Aim:
Transcribe the KDE 4.7 slowdown bug report word for word, starting at the words "Description Nicola Mori" and stopping after "on lancelot launcher.".

Text block:
────
Bug 282704

Summary: KDE 4.7 is very slow on ext3 root partition
Product: [I don't know] kde Reporter: Nicola Mori <nicolamori>
Component: generalAssignee: Unassigned bugs mailing-list <unassigned-bugs>
Status: RESOLVED WORKSFORME    
Severity: normal CC: acerspyro, adawit, andrew.crouthamel, cfeck, ingo.gb, jtamate, linuzlover, nicolamori, zanetu, zanetu
Priority: NOR Keywords: triaged
Version: 4.7   
Target Milestone: ---   
Platform: Arch Linux   
OS: Linux   
Latest Commit: Version Fixed In:
Sentry Crash Report:

Description Nicola Mori 2011-09-24 17:50:03 UTC
Version:           4.7 (using KDE 4.7.1) 
OS:                Linux

After upgrading to 4.7.0 I noticed a slowdown in my i686 installation. In particular, KDE start is very slow and opening lancelot for the first time after boot makes the system unresponsive for 5-10 seconds. I find similar "short freezes" also with sutdown dialog and some application launch. During these freezes the HDD spins a lot so I suspected some I/O problem, and I finally tracked it down to having an ext3 root partition. I did two fresh installs of Archlinux, one using ext3 as root fs and the other one using ext4: the first is problematic while the latter works perfectly.

Reproducible: Always

Steps to Reproduce:
Do a fresh install of Linux (I tried with Archlinux) using an ext3 root partition, then install KDE and lancelot. Launch KDE and click on lancelot launcher.

Actual Results:  
Startup is slow, lancelot menu pops up very slowly at first launch then it pops up quickly at successive clicks.

Expected Results:  
Startup should be quick and lancelot should pop up quickly also the first time.

Bug report on Archlinux bugtracker:

https://bugs.archlinux.org/task/25585
Comment 1 Fabian Schwarz 2011-09-25 11:53:39 UTC
I'm experiencing the same problem. KDE 4.7 is much slower than 4.6.5, especially on startup!
I don't use lancelot but also an ext3 partition.
Comment 2 ingo 2011-10-05 10:23:41 UTC
For me it is kswapd0 which eats up CPU (vanilla KDE on 64-bit with 2GB RAM, 3.0 kernel) on an ext4 partition. Switched to xfce and everything is fine. Tried to reduce swappiness but KDE remains unusable on that machine (works fine on 4GB, mind).
Comment 3 Nicola Mori 2011-10-05 10:27:31 UTC
@ingo I have 64 bit KDE on an Intel E6600 with 2 GB ram, NVidia 8800 GTS 320 and ext4 root partition. It works like a charm, while on the very same machine KDE on ext3 shows the problems I reported, even on a fresh installation.
────
Supplied material:
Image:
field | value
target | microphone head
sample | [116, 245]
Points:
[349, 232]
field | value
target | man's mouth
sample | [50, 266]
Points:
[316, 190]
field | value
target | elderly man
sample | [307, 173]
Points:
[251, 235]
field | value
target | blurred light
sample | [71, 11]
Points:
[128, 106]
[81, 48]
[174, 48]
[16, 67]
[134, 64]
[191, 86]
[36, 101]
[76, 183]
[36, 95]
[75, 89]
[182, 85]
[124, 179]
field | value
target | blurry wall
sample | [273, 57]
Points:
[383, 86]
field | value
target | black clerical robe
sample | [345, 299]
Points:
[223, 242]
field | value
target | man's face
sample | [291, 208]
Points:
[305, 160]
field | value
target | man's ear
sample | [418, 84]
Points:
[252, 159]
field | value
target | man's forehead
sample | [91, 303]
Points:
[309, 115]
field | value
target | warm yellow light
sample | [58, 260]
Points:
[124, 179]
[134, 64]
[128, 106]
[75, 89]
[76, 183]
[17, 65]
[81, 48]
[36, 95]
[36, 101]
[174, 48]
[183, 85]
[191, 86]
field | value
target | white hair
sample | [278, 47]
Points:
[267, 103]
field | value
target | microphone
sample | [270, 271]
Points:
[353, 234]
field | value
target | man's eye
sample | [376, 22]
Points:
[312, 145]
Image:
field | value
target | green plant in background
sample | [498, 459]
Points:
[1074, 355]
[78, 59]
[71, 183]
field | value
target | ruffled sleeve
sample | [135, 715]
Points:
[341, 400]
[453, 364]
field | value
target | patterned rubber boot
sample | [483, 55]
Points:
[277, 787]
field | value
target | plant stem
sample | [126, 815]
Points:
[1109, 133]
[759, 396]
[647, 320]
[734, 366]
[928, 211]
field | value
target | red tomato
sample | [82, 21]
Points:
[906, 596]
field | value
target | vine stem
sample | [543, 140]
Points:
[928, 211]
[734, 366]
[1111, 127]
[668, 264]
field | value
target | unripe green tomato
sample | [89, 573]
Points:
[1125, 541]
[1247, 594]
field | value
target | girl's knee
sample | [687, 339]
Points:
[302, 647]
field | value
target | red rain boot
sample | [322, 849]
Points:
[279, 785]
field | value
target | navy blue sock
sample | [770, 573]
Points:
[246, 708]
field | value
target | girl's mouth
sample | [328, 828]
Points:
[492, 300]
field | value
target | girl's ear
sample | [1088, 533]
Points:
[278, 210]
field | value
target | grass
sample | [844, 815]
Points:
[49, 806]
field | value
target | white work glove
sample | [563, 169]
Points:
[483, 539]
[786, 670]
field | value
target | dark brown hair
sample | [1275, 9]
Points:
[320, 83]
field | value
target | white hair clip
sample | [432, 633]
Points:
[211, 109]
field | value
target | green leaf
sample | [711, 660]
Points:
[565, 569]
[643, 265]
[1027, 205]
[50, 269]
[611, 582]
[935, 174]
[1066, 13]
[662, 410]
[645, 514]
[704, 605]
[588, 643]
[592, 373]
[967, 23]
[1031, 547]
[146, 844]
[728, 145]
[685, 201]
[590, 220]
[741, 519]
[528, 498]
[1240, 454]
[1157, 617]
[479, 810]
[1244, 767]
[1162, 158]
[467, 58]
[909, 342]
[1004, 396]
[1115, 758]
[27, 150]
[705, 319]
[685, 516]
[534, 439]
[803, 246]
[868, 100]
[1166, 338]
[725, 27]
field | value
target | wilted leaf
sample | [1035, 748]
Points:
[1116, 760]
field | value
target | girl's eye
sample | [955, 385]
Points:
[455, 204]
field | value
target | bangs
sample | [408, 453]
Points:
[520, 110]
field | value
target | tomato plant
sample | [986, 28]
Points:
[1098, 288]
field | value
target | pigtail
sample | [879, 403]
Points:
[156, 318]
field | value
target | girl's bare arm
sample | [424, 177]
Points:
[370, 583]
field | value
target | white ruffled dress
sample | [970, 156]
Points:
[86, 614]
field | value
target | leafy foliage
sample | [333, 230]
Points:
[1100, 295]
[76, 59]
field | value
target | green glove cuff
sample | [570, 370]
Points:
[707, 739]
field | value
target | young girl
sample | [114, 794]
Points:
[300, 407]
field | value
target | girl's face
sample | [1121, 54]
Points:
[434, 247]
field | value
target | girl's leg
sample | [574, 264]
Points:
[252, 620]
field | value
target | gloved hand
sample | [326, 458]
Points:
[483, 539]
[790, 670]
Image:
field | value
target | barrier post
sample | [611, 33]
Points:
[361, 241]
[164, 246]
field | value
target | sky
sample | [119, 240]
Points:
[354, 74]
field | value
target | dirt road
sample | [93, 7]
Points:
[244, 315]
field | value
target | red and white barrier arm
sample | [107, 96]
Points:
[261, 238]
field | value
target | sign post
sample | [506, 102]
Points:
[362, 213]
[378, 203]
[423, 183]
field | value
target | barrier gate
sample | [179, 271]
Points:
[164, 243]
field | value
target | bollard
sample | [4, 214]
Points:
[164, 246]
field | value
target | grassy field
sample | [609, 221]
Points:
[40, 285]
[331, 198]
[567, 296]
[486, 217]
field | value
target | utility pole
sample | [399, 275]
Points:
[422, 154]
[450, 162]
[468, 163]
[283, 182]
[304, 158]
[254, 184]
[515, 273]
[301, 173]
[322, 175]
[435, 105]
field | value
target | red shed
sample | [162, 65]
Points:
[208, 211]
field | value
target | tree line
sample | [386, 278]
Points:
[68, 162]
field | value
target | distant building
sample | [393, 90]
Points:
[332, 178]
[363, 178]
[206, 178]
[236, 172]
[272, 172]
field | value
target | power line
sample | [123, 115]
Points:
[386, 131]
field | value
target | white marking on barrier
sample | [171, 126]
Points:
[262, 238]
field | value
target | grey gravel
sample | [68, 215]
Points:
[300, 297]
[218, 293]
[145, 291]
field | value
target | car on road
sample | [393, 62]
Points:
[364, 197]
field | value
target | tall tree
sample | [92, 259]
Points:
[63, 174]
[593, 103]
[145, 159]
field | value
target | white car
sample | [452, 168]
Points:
────
Exercise answer:
Description Nicola Mori 2011-09-24 17:50:03 UTC
Version:           4.7 (using KDE 4.7.1) 
OS:                Linux

After upgrading to 4.7.0 I noticed a slowdown in my i686 installation. In particular, KDE start is very slow and opening lancelot for the first time after boot makes the system unresponsive for 5-10 seconds. I find similar "short freezes" also with sutdown dialog and some application launch. During these freezes the HDD spins a lot so I suspected some I/O problem, and I finally tracked it down to having an ext3 root partition. I did two fresh installs of Archlinux, one using ext3 as root fs and the other one using ext4: the first is problematic while the latter works perfectly.

Reproducible: Always

Steps to Reproduce:
Do a fresh install of Linux (I tried with Archlinux) using an ext3 root partition, then install KDE and lancelot. Launch KDE and click on lancelot launcher.